Detection items:
** begin **
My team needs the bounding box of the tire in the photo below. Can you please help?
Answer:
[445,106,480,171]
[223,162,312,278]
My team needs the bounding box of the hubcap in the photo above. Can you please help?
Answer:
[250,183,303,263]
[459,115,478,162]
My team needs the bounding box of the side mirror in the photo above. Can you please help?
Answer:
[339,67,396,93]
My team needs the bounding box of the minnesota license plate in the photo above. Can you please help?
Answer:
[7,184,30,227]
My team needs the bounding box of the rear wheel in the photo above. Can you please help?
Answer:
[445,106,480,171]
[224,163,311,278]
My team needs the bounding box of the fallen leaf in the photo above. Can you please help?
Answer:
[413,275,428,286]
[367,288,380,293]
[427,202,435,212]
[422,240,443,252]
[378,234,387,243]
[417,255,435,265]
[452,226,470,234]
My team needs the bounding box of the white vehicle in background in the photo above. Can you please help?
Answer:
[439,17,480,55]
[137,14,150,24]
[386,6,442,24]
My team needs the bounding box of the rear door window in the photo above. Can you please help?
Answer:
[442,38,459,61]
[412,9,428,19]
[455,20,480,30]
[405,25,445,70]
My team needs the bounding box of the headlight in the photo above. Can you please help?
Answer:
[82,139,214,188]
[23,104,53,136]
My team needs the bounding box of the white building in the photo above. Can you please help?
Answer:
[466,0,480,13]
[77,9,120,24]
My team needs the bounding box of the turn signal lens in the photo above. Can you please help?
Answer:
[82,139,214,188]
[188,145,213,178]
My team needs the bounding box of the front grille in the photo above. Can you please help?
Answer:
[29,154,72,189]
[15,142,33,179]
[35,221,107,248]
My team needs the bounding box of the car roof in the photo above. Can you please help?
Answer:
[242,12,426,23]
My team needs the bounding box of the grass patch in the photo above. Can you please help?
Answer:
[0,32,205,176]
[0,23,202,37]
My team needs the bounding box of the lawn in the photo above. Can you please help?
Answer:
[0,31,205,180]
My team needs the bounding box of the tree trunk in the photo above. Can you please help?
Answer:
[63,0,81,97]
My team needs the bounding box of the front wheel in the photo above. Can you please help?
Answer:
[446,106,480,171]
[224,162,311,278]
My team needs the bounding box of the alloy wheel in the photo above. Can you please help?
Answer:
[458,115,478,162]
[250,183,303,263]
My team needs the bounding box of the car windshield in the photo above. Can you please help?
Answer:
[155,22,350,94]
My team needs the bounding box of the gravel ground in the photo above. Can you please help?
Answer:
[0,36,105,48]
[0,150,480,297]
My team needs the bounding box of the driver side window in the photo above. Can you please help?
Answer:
** end **
Exercise goal:
Repeat the items above, swapping every "My team" for "Our group" and keeping everything else the same.

Exercise output:
Our group needs the bounding box of the tire in the photo below. Can you please help?
Answer:
[445,106,480,171]
[223,162,312,278]
Our group needs the bounding box of the hubcap in the photo above. Can you please help?
Answer:
[250,183,303,263]
[459,115,478,162]
Our group needs the bounding box of the side mirror in the photo above. Can you please help?
Answer:
[339,67,396,93]
Our group needs the bounding box of the minnesota license plate in the photo above. Can you please help?
Answer:
[7,184,30,227]
Our group needs the bounding box of the rear wheel in the photo above. Can you please help?
Answer:
[445,106,480,171]
[224,163,311,278]
Our group needs the bounding box of the fallen leaf in the photo above. Can you please help?
Answer:
[413,275,428,286]
[367,288,380,293]
[427,202,435,212]
[422,240,443,252]
[378,234,387,243]
[417,255,435,265]
[452,226,470,234]
Our group needs the bounding box of the white vehicle in background in the photo above. Can you please help?
Answer:
[439,17,480,55]
[137,14,150,24]
[386,6,442,24]
Our group needs the bounding box of the rear door window in the photo above. Can you please help?
Answer:
[442,38,459,61]
[412,9,428,19]
[455,20,480,30]
[405,25,445,70]
Our group needs the bounding box of the headlight in the photo above. Can you please help?
Answer:
[82,139,214,188]
[23,104,53,136]
Our group needs the bounding box of the white building in the photo above. Can you please help?
Answer:
[466,0,480,13]
[77,9,120,24]
Our group needs the bounding box of the turn signal lens in the photo above. Can you please help?
Answer:
[82,139,214,188]
[188,145,213,178]
Our group needs the bounding box of the front grille in the photo above. Can you please help?
Answer:
[29,154,72,189]
[15,142,33,179]
[35,221,107,248]
Our group needs the bounding box of the car roof in the photo above. Can you please help?
Answer:
[242,12,426,23]
Our group needs the bounding box of the grass patch in the photo above. Can you please help?
Answer:
[0,32,205,176]
[0,23,202,37]
Our group needs the bounding box of the lawn in the photo above. Can you please help?
Answer:
[0,31,205,180]
Our group needs the bounding box of the tree trunk in the photo above. Can you please help?
Answer:
[63,0,81,97]
Our group needs the bounding box of the front wheel in the photo above. Can you please help?
Answer:
[446,106,480,171]
[224,162,311,278]
Our group needs the bounding box of the alloy wheel in the photo above. Can you please help?
Answer:
[458,115,478,162]
[250,183,303,263]
Our group needs the bounding box of the car windshield in the photo above. Can you please help?
Answer:
[155,22,350,94]
Our group needs the bounding box of the gravel ground in the photo above. Can you please help?
Answer:
[0,36,105,48]
[0,150,480,297]
Our group needs the bounding box of the driver side window in the photo above. Can you please help?
Answer:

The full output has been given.